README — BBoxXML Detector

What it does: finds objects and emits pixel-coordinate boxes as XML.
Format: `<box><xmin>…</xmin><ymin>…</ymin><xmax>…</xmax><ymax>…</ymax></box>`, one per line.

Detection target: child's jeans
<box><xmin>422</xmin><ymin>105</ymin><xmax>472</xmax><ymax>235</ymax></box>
---
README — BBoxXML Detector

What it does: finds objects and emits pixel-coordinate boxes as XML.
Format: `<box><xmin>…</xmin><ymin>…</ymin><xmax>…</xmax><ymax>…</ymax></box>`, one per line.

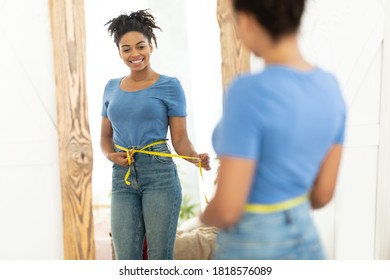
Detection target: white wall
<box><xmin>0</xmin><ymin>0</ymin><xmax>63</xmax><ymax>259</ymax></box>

▶ Aim of the exercise:
List every line in the entries above that contains the string "xmax", copying each line in full.

▶ Finished exercise:
Format: `<box><xmin>…</xmin><ymin>…</ymin><xmax>…</xmax><ymax>…</ymax></box>`, one per line.
<box><xmin>422</xmin><ymin>105</ymin><xmax>472</xmax><ymax>235</ymax></box>
Format: `<box><xmin>…</xmin><ymin>…</ymin><xmax>…</xmax><ymax>…</ymax></box>`, one per line.
<box><xmin>0</xmin><ymin>0</ymin><xmax>63</xmax><ymax>259</ymax></box>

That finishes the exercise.